Assignment
Output only the lines of the entries that follow, starting at the one with "x=363, y=195" and running down to the one with "Indicate the man", both included and unchanged.
******************************
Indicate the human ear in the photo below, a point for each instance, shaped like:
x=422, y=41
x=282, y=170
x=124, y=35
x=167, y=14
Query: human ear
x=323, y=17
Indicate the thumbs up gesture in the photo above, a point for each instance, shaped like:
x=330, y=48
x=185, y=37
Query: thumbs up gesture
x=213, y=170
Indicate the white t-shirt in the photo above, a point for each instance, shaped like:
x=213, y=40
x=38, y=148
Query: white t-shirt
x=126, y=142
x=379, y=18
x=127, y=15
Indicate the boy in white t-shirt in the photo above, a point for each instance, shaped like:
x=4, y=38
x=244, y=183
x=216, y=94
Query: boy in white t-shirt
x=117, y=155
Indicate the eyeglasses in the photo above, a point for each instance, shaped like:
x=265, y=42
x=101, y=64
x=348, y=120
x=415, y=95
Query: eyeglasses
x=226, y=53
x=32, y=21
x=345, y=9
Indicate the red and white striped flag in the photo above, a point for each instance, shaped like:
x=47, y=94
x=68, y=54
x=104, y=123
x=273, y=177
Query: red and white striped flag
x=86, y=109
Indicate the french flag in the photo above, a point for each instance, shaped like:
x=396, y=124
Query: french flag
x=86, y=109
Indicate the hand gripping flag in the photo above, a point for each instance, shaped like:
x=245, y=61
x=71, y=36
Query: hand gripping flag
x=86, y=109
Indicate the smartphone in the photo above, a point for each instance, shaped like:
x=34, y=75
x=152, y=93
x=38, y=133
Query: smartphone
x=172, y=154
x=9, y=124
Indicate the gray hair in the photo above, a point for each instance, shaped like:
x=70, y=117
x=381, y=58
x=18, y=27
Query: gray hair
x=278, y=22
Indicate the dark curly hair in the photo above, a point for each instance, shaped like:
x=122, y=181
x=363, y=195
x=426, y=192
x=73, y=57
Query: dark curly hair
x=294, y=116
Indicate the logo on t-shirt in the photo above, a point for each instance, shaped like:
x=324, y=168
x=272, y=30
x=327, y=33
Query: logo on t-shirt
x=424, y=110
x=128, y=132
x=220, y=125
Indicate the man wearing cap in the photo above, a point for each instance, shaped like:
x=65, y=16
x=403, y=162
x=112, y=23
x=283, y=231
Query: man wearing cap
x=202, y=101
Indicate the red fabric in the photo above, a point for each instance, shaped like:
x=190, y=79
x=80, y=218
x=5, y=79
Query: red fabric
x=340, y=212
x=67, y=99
******************************
Worked solution
x=363, y=195
x=426, y=192
x=73, y=57
Query: dark curly hair
x=294, y=116
Indicate the logo on t-shirt in the photo above, a point for each instance, shaped like:
x=324, y=168
x=272, y=30
x=327, y=33
Query: logo on t-shirt
x=424, y=110
x=128, y=132
x=220, y=125
Indicate the man wearing cap in the photo above, a point for each instance, shaped like:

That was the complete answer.